Stated problem 1 – Transcribe the passage of the tractive force article from "Defining tractive effort" to "a dead stop." without any alteration.

Extract –
BEGIN

Tractive force


Tractive force

As used in mechanical engineering, the term tractive force is the pulling or pushing force exerted by a vehicle on another vehicle or object. The term tractive effort is synonymous with tractive force, and is often used in railway engineering to describe the pulling or pushing capability of a locomotive. The published tractive force value for any vehicle may be theoretical—that is, calculated from known or implied mechanical properties—or obtained via testing under controlled conditions. The discussion herein covers the term's usage in mechanical applications in which the final stage of the power transmission system is one or more wheels in frictional contact with a roadway or railroad track.

Contents

Defining tractive effort

The term tractive effort is often qualified as starting tractive effort, continuous tractive effort and maximum tractive effort. These terms apply to different operating conditions, but are related by common mechanical factors: input torque to the driving wheels, the wheel diameter, coefficient of friction (μ) between the driving wheels and supporting surface, and the weight applied to the driving wheels (m). The product of μ and m is the factor of adhesion, which determines the maximum torque that can be applied before the onset of wheelspin or wheelslip.

  • Starting tractive effort: Starting tractive effort is defined as the tractive force that can be generated at a standstill. This figure is of great importance in railway engineering because it implicitly limits the maximum train weight that a locomotive can set into motion from a dead stop.
  • Maximum tractive effort: Maximum tractive effort is defined as the highest tractive force that can be generated under any condition that is not injurious to the vehicle or machine. In most cases, maximum tractive effort is developed at low speed and may be the same as the starting tractive effort value.
  • Continuous tractive effort: Continuous tractive effort is the tractive force that can be generated at any given speed.[1] Due to the relationship between power (P), velocity (v) and force (F), described as:
P = vF or P/v = F
continuous tractive effort will inversely vary with speed at any given level of available power. Continuous tractive effort is often represented in graph form at a range of speeds as part of a tractive effort curve.[1]

Vehicles in which a hydrodynamic coupling, hydrodynamic torque multiplier or electric motor is a component of the power transmission system may also have a maximum continuous tractive effort rating, which defines the highest tractive force that can be produced while in motion for a short period of time without causing component harm. The period of time in which the maximum continuous tractive effort may be safely generated is usually limited by thermal considerations. such as temperature rise in a traction motor.

END

Dataset entries –
BEGIN

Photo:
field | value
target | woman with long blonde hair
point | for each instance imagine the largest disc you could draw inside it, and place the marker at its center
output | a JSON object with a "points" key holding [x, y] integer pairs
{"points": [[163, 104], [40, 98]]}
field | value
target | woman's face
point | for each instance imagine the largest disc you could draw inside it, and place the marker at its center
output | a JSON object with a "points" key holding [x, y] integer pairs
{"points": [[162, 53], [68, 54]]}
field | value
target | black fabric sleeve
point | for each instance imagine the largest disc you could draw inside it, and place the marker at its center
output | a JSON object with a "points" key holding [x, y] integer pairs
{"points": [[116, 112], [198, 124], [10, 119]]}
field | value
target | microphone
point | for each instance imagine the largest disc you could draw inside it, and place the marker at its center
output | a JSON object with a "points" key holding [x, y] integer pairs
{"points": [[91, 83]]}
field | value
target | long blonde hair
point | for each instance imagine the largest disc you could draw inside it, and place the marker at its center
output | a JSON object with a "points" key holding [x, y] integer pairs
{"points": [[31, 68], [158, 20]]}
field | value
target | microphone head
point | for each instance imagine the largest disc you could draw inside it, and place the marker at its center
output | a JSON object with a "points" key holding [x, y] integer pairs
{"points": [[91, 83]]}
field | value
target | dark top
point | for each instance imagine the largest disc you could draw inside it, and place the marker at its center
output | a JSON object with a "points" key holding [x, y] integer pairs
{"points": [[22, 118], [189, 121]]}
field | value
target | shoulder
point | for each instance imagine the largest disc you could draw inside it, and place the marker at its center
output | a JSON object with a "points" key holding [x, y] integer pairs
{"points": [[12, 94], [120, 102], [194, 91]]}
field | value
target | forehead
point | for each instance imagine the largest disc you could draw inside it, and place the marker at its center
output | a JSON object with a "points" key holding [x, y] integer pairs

END

Stated problem 2 – Extract each line of the records that contains the string "target", matching case exactly.

Solution 1 –
Defining tractive effort

The term tractive effort is often qualified as starting tractive effort, continuous tractive effort and maximum tractive effort. These terms apply to different operating conditions, but are related by common mechanical factors: input torque to the driving wheels, the wheel diameter, coefficient of friction (μ) between the driving wheels and supporting surface, and the weight applied to the driving wheels (m). The product of μ and m is the factor of adhesion, which determines the maximum torque that can be applied before the onset of wheelspin or wheelslip.

  • Starting tractive effort: Starting tractive effort is defined as the tractive force that can be generated at a standstill. This figure is of great importance in railway engineering because it implicitly limits the maximum train weight that a locomotive can set into motion from a dead stop.

Solution 2 –
target | woman with long blonde hair
target | woman's face
target | black fabric sleeve
target | microphone
target | long blonde hair
target | microphone head
target | dark top
target | shoulder
target | forehead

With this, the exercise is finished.